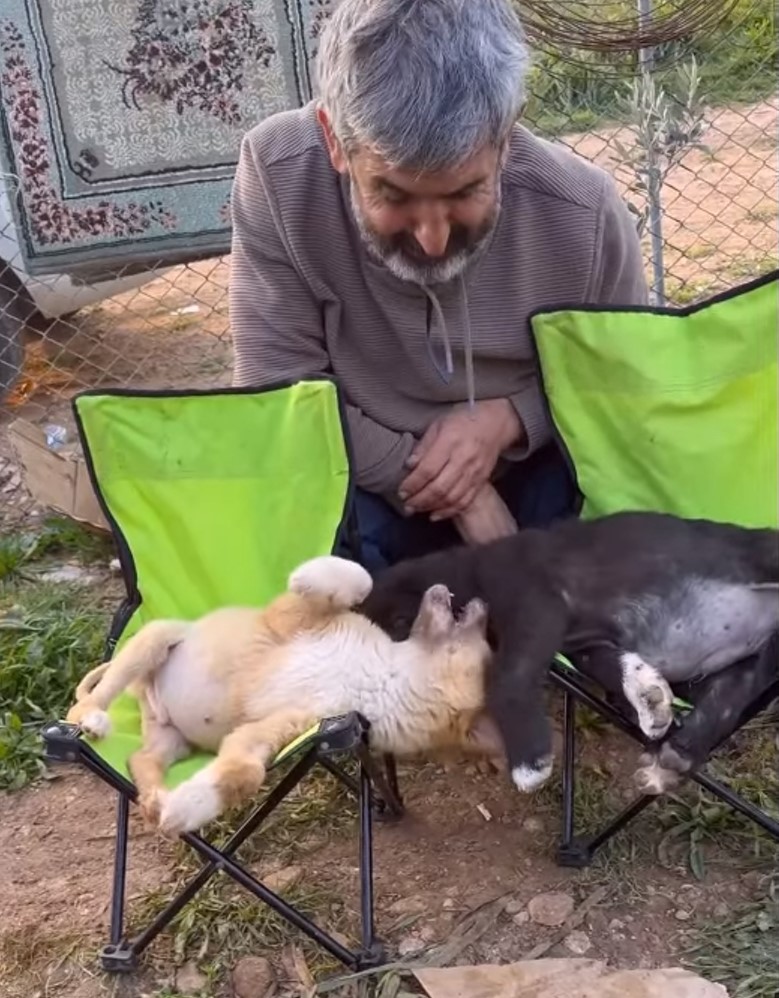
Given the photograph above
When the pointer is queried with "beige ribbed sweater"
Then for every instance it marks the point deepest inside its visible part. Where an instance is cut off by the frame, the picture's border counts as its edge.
(305, 296)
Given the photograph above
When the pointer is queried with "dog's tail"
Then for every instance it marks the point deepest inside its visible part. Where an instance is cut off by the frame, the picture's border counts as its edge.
(344, 583)
(140, 658)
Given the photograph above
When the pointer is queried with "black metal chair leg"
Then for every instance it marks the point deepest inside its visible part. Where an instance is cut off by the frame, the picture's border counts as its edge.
(618, 823)
(734, 800)
(569, 767)
(372, 953)
(255, 819)
(115, 955)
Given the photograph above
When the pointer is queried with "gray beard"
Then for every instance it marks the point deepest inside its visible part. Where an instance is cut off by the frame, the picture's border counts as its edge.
(415, 273)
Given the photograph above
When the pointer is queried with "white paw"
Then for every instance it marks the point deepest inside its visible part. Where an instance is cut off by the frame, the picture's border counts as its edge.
(96, 724)
(649, 694)
(344, 582)
(191, 805)
(654, 779)
(529, 778)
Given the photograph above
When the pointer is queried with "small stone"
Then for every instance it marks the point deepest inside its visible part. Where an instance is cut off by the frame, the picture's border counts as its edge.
(578, 943)
(551, 909)
(283, 879)
(409, 945)
(253, 977)
(68, 573)
(189, 980)
(408, 906)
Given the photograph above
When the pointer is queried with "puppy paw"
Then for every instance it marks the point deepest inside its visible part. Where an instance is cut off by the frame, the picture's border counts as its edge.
(653, 778)
(649, 694)
(94, 722)
(190, 806)
(150, 805)
(529, 778)
(344, 582)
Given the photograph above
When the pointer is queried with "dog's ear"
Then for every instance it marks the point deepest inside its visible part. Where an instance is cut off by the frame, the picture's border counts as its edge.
(434, 621)
(474, 617)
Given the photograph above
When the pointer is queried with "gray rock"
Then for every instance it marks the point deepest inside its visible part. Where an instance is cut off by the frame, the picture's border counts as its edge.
(189, 980)
(253, 977)
(578, 943)
(550, 909)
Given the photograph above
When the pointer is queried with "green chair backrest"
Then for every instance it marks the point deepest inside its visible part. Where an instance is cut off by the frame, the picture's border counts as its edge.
(214, 497)
(672, 410)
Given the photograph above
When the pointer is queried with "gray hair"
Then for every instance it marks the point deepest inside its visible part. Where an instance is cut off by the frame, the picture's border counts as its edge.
(423, 83)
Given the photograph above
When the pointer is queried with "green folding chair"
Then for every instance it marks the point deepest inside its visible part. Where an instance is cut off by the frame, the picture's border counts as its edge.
(213, 498)
(676, 411)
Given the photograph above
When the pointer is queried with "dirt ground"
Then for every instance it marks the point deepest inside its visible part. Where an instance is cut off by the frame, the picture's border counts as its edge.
(467, 839)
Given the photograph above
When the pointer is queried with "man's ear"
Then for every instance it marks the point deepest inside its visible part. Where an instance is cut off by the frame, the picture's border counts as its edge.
(334, 147)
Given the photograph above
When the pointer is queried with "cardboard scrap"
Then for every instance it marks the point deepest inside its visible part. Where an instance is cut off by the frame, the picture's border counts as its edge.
(563, 978)
(57, 480)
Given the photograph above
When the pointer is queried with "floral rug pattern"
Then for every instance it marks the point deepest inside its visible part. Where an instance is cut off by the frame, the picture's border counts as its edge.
(122, 119)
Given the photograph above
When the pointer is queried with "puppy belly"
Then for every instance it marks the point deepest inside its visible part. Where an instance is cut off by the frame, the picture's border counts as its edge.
(195, 701)
(713, 626)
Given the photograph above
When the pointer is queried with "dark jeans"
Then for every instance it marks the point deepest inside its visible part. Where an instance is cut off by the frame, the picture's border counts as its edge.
(537, 491)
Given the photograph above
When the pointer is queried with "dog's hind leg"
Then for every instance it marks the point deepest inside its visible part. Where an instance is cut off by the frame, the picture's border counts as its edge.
(648, 693)
(237, 772)
(162, 746)
(143, 654)
(721, 702)
(531, 631)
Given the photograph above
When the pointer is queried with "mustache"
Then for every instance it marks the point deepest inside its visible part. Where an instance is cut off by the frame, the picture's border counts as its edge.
(461, 240)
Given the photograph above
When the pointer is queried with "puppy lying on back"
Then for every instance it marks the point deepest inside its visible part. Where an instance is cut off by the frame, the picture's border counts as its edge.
(662, 599)
(244, 682)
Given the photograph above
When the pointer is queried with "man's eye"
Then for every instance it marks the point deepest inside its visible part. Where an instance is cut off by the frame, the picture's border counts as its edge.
(395, 197)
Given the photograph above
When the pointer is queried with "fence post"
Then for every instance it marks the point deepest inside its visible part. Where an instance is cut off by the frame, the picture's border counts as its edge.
(646, 61)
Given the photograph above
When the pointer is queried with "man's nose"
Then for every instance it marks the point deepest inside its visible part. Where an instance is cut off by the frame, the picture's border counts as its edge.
(432, 233)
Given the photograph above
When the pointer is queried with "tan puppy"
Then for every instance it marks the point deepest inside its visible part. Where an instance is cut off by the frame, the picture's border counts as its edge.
(244, 682)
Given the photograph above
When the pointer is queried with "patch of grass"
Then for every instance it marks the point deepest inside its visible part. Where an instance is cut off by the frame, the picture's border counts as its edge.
(30, 958)
(224, 922)
(696, 826)
(763, 213)
(55, 536)
(742, 951)
(700, 251)
(747, 268)
(50, 636)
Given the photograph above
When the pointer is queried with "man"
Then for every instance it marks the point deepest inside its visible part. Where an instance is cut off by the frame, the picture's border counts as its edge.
(397, 233)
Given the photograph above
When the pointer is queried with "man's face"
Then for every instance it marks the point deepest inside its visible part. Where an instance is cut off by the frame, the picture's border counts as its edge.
(424, 228)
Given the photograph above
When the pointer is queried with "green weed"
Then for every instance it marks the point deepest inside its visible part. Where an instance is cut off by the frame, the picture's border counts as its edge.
(49, 637)
(742, 951)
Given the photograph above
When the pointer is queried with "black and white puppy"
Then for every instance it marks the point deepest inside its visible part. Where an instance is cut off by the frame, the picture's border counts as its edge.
(666, 600)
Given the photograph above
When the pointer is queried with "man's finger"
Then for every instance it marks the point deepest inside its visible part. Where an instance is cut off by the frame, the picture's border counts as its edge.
(439, 491)
(429, 468)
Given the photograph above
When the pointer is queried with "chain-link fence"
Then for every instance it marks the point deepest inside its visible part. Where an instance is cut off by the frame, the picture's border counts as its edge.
(690, 135)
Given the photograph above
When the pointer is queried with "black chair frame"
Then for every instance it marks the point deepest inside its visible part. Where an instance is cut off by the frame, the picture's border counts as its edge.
(578, 851)
(377, 794)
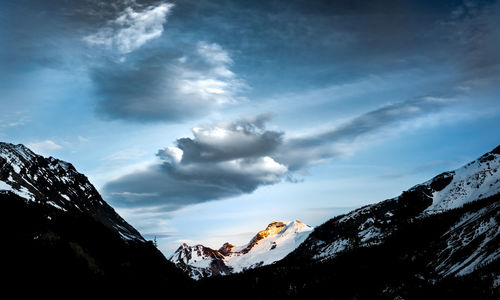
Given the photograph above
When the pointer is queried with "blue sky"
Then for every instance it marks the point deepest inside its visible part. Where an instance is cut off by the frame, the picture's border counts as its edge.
(203, 121)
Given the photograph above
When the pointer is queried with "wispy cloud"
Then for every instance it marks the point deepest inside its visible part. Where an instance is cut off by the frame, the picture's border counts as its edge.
(227, 159)
(169, 85)
(44, 147)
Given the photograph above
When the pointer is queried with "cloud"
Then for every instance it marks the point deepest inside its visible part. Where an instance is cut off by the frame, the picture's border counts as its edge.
(167, 85)
(223, 160)
(132, 29)
(227, 159)
(301, 152)
(44, 147)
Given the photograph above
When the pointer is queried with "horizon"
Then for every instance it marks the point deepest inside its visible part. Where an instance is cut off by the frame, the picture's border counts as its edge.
(202, 122)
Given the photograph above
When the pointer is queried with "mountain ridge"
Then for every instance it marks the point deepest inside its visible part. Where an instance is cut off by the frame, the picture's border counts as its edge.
(269, 245)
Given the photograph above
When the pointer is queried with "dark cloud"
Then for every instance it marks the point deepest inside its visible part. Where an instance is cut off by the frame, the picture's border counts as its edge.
(167, 84)
(227, 159)
(301, 152)
(222, 160)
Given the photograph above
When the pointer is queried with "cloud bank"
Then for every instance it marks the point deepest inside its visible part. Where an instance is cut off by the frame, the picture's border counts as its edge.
(227, 159)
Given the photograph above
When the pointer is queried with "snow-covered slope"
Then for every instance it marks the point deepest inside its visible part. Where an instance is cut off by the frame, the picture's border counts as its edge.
(477, 180)
(266, 247)
(372, 224)
(56, 183)
(463, 204)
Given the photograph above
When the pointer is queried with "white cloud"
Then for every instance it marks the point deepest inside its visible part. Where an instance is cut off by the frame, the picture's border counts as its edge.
(44, 147)
(214, 83)
(132, 29)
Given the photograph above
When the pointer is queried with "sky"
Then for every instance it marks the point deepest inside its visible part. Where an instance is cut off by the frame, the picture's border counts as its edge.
(203, 121)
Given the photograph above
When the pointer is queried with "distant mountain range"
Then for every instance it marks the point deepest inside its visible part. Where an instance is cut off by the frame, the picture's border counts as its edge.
(440, 239)
(266, 247)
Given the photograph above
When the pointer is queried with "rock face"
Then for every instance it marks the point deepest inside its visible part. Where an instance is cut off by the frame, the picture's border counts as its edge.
(438, 240)
(373, 224)
(57, 183)
(266, 247)
(59, 237)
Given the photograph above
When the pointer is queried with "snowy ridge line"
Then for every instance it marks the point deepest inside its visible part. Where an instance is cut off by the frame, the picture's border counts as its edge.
(266, 247)
(53, 182)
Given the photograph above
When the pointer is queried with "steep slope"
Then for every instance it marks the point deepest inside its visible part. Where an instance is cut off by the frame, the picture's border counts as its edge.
(56, 183)
(438, 240)
(60, 238)
(372, 224)
(266, 247)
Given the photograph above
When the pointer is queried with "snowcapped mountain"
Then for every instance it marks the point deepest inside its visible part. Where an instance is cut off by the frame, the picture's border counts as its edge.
(373, 224)
(266, 247)
(437, 240)
(59, 236)
(56, 183)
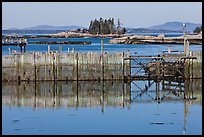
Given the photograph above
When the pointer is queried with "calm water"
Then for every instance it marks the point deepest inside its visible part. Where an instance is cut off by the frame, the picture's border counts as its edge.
(141, 107)
(102, 108)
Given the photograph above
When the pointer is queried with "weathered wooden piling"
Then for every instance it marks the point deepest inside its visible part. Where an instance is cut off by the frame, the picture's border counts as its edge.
(38, 66)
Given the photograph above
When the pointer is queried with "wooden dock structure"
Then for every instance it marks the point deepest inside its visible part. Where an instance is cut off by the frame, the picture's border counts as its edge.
(167, 66)
(18, 42)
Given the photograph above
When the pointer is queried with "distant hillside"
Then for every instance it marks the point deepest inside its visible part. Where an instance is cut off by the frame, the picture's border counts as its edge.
(176, 26)
(48, 27)
(146, 30)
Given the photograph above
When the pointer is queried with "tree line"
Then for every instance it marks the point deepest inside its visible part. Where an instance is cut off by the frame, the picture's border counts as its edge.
(106, 26)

=-=-=-=-=

Check each line of the material for "gray" and report how many have it. Add no other words.

_Solution to the problem_
3